Write out only the tail of the records, beginning at the line containing "of the side" and including the last line, exactly as written.

----

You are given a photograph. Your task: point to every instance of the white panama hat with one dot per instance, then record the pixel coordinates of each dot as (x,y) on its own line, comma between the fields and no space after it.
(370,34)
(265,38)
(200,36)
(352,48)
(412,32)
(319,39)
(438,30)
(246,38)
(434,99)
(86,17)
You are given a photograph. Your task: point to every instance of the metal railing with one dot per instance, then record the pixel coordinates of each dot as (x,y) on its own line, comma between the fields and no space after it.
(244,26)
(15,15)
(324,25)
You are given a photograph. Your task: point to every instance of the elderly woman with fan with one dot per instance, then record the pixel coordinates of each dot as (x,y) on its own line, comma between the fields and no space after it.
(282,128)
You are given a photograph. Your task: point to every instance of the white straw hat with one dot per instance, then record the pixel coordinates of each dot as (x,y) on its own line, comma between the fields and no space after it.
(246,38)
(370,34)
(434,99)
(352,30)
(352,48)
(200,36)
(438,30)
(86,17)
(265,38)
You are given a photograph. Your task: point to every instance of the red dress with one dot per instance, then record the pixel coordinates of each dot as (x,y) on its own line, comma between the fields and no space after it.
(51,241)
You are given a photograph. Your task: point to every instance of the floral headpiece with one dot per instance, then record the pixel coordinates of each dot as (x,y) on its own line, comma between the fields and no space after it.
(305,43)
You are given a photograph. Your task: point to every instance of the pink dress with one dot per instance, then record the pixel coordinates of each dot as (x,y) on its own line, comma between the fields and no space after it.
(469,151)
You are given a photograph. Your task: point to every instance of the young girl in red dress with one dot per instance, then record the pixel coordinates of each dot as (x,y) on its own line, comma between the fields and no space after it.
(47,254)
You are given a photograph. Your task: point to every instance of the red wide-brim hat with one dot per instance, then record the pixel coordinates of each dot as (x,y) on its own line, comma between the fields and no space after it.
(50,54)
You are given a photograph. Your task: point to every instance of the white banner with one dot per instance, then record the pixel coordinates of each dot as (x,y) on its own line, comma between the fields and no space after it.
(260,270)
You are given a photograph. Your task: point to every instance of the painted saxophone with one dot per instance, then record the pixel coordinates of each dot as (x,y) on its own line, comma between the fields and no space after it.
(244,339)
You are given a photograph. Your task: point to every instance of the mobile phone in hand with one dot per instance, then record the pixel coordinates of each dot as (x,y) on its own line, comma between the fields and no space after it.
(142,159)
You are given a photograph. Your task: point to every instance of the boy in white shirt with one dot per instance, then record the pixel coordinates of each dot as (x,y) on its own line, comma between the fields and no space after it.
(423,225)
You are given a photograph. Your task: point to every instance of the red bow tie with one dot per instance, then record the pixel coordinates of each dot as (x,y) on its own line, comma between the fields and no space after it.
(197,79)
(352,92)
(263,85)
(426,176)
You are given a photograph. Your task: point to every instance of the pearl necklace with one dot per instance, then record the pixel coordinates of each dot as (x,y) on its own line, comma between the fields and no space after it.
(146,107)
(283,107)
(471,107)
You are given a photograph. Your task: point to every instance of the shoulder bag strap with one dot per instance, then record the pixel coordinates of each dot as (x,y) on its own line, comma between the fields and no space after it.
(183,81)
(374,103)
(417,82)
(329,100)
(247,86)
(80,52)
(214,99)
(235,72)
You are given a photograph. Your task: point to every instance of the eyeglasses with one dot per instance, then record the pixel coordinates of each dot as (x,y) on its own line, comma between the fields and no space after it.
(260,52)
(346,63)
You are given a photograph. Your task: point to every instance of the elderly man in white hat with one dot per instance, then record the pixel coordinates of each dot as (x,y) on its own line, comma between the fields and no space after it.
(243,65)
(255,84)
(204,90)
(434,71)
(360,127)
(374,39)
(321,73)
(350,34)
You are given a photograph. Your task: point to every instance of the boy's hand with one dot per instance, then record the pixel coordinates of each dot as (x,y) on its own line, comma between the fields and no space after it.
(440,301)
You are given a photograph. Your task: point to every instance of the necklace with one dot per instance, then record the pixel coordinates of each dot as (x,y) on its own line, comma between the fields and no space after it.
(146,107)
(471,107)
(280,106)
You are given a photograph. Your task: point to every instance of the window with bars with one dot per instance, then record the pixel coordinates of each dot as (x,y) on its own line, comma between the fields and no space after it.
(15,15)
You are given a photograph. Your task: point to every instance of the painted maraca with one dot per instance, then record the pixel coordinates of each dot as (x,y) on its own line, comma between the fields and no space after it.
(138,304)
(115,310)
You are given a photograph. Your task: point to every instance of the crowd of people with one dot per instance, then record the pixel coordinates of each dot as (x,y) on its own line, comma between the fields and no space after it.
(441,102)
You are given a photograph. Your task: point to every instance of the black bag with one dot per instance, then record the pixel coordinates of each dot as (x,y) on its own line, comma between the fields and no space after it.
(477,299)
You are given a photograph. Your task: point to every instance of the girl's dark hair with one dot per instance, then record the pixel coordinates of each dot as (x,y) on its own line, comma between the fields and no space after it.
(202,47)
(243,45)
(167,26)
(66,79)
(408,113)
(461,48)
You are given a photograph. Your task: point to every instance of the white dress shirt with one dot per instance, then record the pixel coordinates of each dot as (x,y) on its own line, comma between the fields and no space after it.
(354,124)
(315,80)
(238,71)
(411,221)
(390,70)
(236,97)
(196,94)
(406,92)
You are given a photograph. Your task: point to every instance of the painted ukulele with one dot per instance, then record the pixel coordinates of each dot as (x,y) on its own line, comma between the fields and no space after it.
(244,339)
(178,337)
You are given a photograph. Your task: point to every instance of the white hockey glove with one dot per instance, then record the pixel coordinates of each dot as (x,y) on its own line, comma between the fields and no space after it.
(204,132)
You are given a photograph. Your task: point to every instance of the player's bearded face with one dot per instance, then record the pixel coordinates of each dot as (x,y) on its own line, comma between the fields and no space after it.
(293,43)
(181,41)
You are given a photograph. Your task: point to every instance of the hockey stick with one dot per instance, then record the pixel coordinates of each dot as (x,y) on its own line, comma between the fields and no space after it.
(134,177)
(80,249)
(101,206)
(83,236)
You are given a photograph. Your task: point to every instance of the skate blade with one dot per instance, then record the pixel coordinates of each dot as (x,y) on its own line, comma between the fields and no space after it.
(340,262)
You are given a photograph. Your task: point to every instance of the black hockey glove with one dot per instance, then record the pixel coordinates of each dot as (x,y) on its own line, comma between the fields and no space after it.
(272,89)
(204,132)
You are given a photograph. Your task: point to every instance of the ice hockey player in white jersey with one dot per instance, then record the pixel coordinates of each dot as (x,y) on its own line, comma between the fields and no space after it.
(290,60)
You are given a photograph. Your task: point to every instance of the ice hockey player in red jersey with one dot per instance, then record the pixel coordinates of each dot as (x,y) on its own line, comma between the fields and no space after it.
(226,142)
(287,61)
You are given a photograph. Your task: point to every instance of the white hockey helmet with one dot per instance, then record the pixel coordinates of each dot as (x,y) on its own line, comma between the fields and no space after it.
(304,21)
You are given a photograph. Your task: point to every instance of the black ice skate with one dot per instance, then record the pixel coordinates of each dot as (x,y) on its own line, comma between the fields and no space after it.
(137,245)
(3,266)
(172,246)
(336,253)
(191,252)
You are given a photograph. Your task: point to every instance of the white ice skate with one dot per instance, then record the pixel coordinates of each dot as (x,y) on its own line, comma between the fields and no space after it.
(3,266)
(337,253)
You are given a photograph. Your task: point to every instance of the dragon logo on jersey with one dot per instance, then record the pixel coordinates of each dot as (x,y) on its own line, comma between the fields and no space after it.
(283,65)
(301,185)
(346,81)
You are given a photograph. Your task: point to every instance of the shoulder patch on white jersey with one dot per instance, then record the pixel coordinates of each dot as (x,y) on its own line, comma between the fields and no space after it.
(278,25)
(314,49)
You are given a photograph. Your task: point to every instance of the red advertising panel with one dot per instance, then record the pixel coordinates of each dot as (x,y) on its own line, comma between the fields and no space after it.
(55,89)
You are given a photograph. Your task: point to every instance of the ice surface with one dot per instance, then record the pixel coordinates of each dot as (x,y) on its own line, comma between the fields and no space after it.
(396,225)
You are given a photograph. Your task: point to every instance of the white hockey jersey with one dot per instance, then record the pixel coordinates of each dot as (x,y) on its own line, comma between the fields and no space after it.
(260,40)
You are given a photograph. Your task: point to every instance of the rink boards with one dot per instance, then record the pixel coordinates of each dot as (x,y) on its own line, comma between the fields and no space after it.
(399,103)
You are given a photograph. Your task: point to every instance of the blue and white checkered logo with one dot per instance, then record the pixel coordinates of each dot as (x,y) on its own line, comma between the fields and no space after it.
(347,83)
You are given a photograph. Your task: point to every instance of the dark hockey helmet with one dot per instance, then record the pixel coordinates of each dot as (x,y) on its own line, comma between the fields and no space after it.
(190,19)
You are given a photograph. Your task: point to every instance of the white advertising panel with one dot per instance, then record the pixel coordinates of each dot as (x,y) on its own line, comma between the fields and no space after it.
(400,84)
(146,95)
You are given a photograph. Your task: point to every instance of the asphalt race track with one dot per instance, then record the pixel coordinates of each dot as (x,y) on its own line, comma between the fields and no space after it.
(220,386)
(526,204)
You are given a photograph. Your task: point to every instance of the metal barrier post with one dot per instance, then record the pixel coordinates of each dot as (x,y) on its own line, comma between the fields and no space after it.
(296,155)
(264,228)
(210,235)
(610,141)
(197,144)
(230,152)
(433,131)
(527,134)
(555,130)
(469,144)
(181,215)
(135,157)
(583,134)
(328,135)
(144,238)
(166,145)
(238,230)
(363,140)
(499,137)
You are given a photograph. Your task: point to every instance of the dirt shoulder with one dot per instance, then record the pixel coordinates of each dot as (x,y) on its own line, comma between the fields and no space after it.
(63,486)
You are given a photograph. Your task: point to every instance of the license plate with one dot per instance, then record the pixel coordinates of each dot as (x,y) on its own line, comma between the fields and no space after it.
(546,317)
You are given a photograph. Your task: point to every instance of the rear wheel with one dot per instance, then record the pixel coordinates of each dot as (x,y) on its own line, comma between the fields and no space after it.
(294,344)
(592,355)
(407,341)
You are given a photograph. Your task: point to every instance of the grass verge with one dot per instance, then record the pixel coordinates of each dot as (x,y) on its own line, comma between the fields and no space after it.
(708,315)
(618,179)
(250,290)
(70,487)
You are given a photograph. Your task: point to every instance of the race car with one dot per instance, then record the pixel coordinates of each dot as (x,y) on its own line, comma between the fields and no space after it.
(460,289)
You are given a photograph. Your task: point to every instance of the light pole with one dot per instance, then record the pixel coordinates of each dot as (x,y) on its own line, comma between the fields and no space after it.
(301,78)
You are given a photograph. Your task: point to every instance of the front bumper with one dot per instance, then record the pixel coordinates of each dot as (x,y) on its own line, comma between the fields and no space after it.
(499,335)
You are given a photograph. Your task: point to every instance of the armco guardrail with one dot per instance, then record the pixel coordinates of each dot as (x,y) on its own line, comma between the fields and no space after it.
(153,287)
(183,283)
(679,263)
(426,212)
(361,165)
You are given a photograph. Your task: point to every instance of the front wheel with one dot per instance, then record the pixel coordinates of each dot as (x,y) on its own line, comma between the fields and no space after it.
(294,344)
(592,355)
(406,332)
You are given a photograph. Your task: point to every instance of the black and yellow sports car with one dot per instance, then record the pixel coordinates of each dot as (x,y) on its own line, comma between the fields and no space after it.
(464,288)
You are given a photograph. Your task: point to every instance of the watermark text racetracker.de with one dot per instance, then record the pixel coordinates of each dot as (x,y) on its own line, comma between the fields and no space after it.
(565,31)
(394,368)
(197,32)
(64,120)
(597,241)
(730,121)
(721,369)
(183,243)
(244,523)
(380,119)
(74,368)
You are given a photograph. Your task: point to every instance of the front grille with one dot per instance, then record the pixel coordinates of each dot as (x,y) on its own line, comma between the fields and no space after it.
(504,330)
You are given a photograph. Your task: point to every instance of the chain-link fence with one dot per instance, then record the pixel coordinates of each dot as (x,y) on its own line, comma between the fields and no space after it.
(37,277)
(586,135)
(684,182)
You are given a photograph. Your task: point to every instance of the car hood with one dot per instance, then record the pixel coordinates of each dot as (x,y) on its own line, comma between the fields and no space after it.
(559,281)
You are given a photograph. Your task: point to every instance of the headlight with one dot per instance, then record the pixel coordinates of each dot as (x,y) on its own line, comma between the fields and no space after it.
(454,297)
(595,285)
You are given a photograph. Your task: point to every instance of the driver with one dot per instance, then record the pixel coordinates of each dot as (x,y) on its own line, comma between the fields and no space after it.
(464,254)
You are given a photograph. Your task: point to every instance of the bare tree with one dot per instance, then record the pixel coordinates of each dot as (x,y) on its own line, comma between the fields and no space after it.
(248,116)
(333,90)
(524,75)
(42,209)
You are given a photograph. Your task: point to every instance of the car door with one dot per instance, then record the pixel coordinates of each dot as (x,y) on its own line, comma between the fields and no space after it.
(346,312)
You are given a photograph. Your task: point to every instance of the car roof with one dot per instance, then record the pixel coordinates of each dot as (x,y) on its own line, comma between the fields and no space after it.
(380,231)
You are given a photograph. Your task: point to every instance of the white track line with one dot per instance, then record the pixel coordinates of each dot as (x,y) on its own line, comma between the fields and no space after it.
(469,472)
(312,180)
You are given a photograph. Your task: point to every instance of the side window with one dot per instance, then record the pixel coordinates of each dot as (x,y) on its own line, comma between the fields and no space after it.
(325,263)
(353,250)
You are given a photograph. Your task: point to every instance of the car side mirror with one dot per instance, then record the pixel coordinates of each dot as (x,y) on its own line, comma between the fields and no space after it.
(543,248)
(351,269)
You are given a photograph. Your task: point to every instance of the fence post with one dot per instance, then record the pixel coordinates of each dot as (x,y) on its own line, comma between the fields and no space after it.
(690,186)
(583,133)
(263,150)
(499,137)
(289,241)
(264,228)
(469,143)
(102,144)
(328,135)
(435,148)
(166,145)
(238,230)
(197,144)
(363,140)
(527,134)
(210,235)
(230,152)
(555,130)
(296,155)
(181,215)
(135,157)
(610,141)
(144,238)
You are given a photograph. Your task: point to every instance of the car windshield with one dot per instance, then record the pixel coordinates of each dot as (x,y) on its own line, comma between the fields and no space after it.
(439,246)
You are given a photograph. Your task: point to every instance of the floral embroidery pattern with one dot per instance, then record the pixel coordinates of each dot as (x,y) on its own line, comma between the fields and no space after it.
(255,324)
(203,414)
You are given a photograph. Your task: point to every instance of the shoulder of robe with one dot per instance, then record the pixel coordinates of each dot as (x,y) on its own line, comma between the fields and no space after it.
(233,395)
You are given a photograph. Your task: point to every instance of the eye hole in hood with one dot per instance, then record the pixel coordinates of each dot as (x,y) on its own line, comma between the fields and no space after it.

----

▸ **COMPLETE RESPONSE**:
You are given a photograph. Your task: point to every instance of the side window with one dot per instance, then record the pixel coordinates of each dot as (x,y) on its own line, comma between the fields and no space after it.
(325,263)
(353,250)
You are given a photograph. Your task: point to every instance of the car side mirror with one dot per instance, then record the pixel coordinates of each dot as (x,y) on its own line, comma between the fields and no space after it.
(543,248)
(351,269)
You are given a photograph. Your task: point to every instance of the fence post with one dot per instance, then record the pixel coordinates of each dot as (x,y) on its own line, comma between the fields and no space after it.
(690,186)
(583,133)
(263,150)
(499,137)
(289,241)
(264,228)
(469,143)
(102,144)
(328,135)
(435,148)
(166,145)
(238,230)
(197,144)
(363,140)
(527,134)
(210,235)
(230,152)
(555,130)
(296,155)
(181,215)
(135,157)
(610,141)
(144,238)
You are given a photograph. Your task: point to every instance of the car windshield with one dot per instance, then record the pixel coordinates of each dot as (x,y) on its own line, comma between the fields and no space after it.
(439,246)
You are given a photograph. Your task: point to every instance of the floral embroidery pattern with one dot per instance, then record the pixel coordinates of each dot as (x,y) on its own line, comma between the fields and no space after it.
(255,324)
(203,414)
You are given a photograph. Your task: point to every instance of the shoulder of robe with one dot per instance, then record the pixel coordinates of each dot as (x,y) on its own line, comma between the fields and no space after it.
(233,395)
You are given a photograph. Your task: point to every instance of the eye hole in hood with one dot per instance, then record the pixel coordinates of each dot as (x,y) on its own line, comma between the fields and no space after it.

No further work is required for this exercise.